» **Instructions for the task**:
Gather every line of the material below that contains the string "right", matching case exactly.

[Start of Available data]

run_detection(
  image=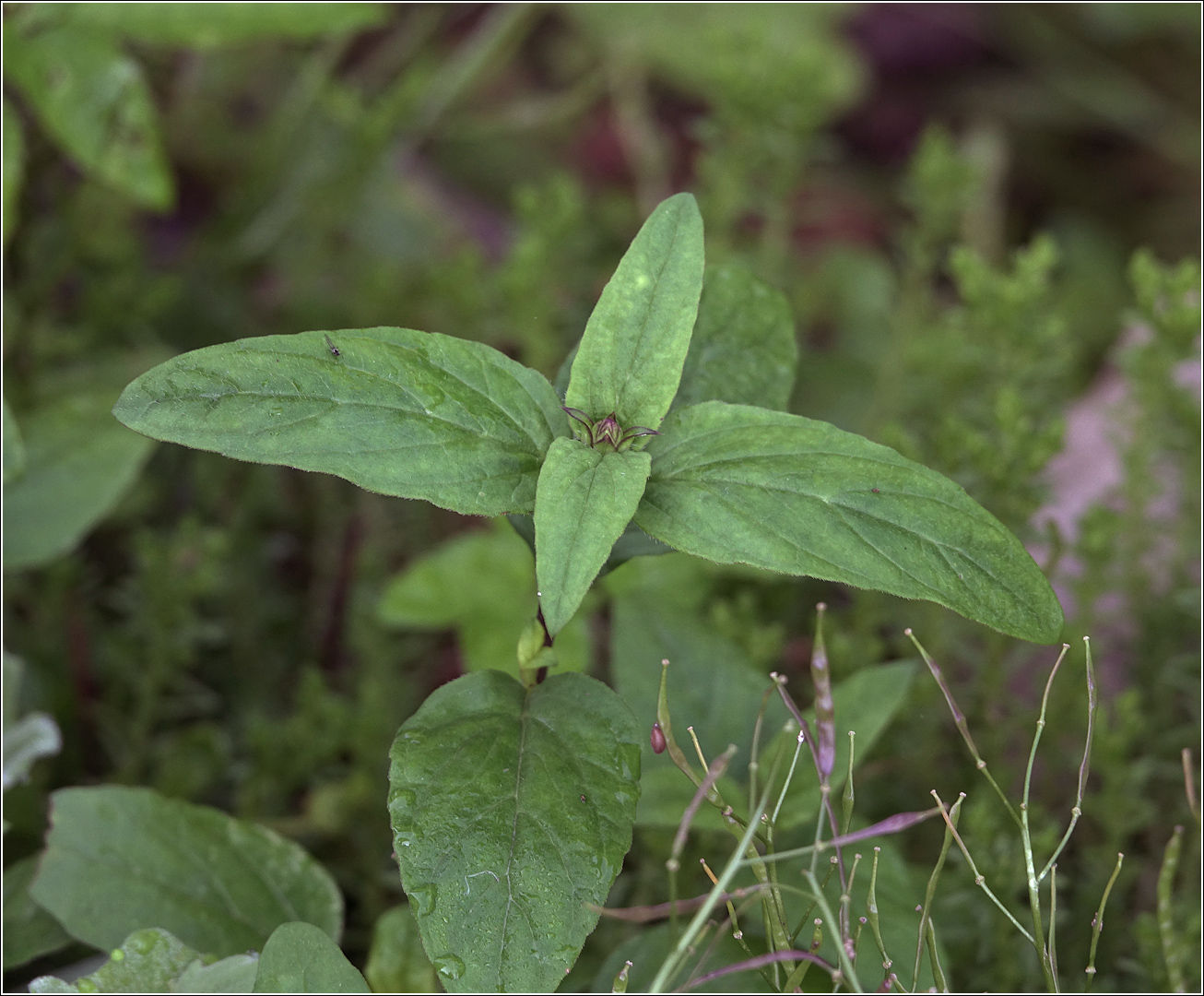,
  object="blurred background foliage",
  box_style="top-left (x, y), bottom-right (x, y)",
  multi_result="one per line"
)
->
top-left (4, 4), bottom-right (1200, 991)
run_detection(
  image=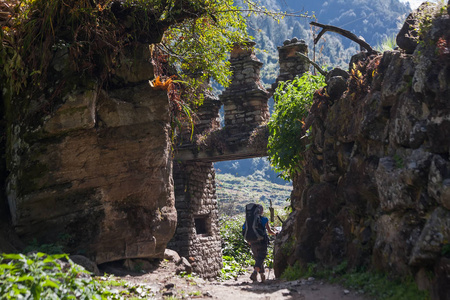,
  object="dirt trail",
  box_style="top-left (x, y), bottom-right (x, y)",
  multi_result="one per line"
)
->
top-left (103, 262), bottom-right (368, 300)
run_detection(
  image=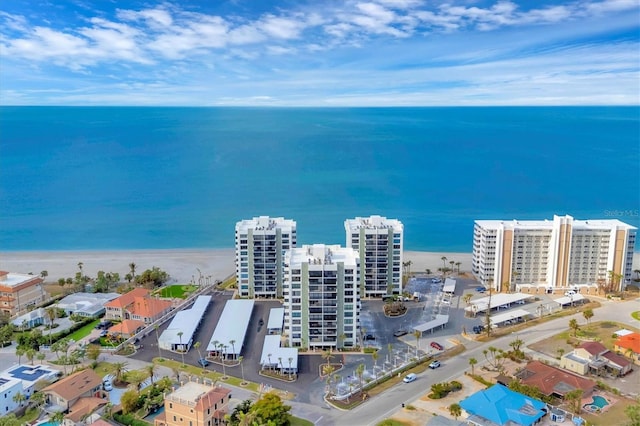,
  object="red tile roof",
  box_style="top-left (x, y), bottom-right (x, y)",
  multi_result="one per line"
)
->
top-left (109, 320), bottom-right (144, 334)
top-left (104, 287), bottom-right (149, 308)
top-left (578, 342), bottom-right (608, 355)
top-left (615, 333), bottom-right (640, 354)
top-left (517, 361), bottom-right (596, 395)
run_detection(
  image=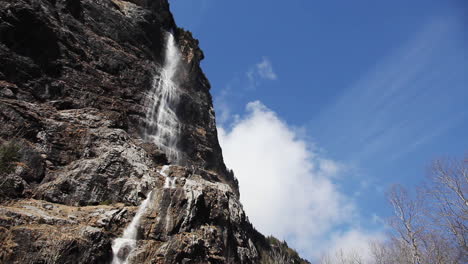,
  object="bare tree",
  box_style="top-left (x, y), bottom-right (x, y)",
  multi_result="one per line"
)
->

[End of Available data]

» **Solution for this task**:
  box_style="top-left (x, y), bottom-right (x, y)",
top-left (4, 4), bottom-right (1200, 991)
  box_style="top-left (x, y), bottom-right (x, y)",
top-left (103, 262), bottom-right (368, 300)
  box_style="top-left (x, y), bottom-right (x, y)",
top-left (109, 320), bottom-right (144, 334)
top-left (104, 287), bottom-right (149, 308)
top-left (578, 342), bottom-right (608, 355)
top-left (615, 333), bottom-right (640, 354)
top-left (517, 361), bottom-right (596, 395)
  box_style="top-left (x, y), bottom-right (x, y)",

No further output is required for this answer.